* [抜粋箇所]
銘柄分析⑭: 四国銀行 (8387: 銀行)
後学の為にも、銀行を分析してみました。中でも、時価総額500億円以下・配当利回りランキング上位・利益率が高い四国銀行をピックアップしました。結論としては、金利上昇で資金利益の増加が期待されるも、円債の評価損リスクが大きくて手を出しにくいという意見です。地銀の中でより有望な銘柄がありそうなのと、銀行株をPFに加えたいのであれば、メガバンクで良いのではと感じてしまいました。
1. 割安性
まず、資産の部に流動・非流動の区別がなく、ネットキャッシュ比率の算出がそもそも難しいです。資産を見ると、ダントツで大きいのは貸出金で2兆円、次に続くのが有価証券で1兆円もあります。その内訳を見ると、国債・地方債・社債・株式・その他(外国証券、投資信託など)ということで、幅広く投資していることが分かります。そして、一気に数字が小さくなりますが、現金預け金が2千億円弱で続く一方、負債の部で預金が3兆円近くあるので、その殆どが運用に回っていることになります
これをもって、何を流動性の高い資産とするか?が問題ですが、負債も同規模で3兆円以上あるので、貸出金・有価証券を全て流動資産と見做さないと、ネットキャッシュという意味だと話になりません。ただ、実態は直ぐに回収・売却できるものばかりではないと思われます。例えば、有価証券の中には満期保有の債券も多くありますし、焦げ付く融資もあるでしょう。製造業の在庫は厳しく(換金性を低く)評価して、銀行の貸出金と有価証券はスルーというのも、ダブルスタンダードです。
一方、負債はほぼ全て預金です。大規模な取付け騒ぎがない限り、大部分はそのまま居続ける & 返す必要がないと考えれば、時価総額は453億円しかないので死ぬほどネットキャッシュ比率の高い割安株と言えるでしょう。

* [表示情報]
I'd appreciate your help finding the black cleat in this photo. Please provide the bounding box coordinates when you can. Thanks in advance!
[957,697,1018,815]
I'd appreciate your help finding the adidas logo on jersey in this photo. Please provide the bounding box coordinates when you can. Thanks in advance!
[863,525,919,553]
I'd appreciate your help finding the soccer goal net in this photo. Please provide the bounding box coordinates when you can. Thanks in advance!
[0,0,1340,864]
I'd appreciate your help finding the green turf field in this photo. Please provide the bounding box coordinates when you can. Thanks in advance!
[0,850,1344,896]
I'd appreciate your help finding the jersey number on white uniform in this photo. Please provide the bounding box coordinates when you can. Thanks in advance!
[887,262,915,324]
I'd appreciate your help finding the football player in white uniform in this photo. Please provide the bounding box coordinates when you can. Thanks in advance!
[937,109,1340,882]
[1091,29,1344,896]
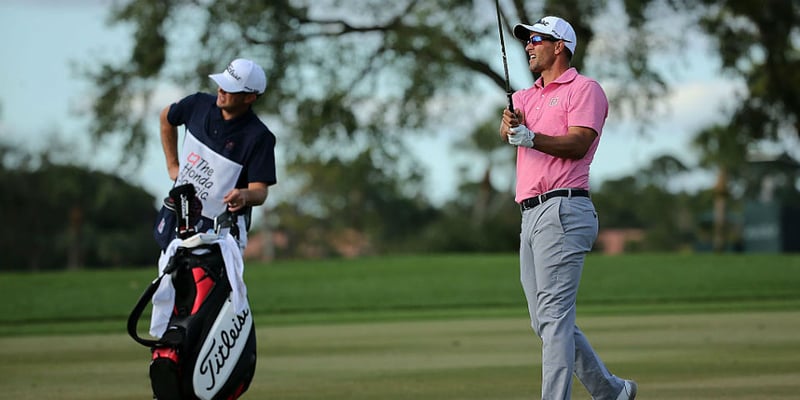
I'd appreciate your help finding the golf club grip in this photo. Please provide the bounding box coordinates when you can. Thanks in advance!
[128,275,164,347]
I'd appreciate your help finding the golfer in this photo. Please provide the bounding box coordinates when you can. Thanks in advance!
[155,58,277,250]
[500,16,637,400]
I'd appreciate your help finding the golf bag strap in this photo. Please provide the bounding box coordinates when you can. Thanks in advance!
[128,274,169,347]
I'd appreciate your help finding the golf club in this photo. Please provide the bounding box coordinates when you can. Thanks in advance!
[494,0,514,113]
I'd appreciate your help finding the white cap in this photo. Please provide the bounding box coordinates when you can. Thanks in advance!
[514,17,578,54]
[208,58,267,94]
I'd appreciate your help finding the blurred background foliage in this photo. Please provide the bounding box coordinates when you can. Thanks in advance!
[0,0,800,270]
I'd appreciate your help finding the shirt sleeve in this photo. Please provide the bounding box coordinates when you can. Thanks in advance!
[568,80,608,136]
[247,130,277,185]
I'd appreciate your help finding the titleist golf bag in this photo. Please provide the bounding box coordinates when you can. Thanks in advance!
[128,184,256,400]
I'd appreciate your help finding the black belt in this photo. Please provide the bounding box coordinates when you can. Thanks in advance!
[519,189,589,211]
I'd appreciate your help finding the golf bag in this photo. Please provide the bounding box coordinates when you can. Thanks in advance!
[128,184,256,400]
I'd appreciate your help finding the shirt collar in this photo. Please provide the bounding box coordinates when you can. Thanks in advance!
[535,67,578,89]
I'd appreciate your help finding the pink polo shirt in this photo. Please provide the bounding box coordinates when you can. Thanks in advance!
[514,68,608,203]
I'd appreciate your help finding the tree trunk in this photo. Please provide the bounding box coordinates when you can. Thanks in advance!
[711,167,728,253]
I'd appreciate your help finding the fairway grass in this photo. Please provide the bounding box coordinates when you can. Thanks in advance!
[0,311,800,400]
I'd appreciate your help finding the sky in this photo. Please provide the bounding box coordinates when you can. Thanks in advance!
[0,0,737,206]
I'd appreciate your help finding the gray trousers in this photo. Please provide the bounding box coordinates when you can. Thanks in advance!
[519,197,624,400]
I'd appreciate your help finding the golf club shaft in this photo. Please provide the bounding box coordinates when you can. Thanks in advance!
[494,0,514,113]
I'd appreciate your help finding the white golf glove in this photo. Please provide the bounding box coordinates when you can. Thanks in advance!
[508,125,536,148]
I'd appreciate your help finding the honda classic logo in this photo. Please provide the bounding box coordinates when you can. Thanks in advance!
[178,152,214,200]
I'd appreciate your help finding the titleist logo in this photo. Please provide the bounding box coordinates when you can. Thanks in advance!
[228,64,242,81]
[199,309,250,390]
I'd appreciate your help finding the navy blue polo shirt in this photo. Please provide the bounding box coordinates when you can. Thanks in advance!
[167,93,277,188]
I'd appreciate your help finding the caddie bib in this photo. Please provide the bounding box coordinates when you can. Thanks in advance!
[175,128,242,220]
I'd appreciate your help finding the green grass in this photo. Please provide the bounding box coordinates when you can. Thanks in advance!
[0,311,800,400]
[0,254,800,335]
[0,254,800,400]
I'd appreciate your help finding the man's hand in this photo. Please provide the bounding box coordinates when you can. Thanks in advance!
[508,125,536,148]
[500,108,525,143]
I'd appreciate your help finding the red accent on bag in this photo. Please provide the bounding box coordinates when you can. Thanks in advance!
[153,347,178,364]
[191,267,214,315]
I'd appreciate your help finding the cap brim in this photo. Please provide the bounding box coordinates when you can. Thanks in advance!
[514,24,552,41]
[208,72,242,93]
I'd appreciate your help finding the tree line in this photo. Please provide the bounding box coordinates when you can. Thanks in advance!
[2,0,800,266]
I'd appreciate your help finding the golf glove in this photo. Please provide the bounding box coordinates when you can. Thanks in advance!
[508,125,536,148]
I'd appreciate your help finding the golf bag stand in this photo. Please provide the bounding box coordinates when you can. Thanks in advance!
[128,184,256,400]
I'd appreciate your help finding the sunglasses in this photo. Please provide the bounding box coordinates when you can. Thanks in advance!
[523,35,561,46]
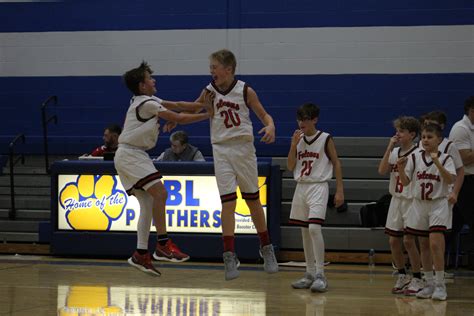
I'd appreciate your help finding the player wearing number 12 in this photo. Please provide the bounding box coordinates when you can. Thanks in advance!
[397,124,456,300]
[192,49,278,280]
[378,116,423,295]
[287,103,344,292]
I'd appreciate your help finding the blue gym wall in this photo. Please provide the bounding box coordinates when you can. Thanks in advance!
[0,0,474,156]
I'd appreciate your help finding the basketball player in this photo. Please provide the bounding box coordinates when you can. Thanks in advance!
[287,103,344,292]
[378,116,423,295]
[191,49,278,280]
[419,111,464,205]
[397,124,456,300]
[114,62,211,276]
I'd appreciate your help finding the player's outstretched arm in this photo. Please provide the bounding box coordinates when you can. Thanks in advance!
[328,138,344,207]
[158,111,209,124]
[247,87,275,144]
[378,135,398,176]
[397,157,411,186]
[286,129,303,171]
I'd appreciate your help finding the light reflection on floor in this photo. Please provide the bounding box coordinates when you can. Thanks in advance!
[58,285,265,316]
* * *
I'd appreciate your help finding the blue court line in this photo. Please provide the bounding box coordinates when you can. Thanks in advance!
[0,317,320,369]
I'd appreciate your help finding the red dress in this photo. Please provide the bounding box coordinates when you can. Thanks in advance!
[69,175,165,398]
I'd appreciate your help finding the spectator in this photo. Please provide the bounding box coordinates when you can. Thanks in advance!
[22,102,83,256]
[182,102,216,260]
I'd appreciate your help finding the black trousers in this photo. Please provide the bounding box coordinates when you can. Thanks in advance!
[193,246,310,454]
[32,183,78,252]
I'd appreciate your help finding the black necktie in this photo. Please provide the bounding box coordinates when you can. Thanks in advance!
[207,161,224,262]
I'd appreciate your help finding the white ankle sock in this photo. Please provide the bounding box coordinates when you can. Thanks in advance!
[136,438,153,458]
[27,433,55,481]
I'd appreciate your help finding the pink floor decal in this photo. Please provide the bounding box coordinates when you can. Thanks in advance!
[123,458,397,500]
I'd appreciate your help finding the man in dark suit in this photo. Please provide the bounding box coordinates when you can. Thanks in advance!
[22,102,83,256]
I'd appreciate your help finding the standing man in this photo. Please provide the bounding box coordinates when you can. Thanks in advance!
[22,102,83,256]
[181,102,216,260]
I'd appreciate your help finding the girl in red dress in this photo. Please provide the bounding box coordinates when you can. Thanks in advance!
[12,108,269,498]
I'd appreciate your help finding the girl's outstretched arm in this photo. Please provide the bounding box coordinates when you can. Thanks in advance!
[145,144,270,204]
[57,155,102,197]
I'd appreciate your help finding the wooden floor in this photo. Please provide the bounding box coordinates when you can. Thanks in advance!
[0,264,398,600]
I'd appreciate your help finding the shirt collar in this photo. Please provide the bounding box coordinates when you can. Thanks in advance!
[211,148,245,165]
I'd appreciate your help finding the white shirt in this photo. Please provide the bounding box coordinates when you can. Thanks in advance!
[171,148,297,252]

* [課題]
四国銀行の分析文のうち、「銘柄分析⑭: 四国銀行 (8387: 銀行)」から「のではと感じてしまいました。」までを、両端の語句も含めて一字一句たがえずに書き写しなさい。

* [解答]
銘柄分析⑭: 四国銀行 (8387: 銀行)
後学の為にも、銀行を分析してみました。中でも、時価総額500億円以下・配当利回りランキング上位・利益率が高い四国銀行をピックアップしました。結論としては、金利上昇で資金利益の増加が期待されるも、円債の評価損リスクが大きくて手を出しにくいという意見です。地銀の中でより有望な銘柄がありそうなのと、銀行株をPFに加えたいのであれば、メガバンクで良いのではと感じてしまいました。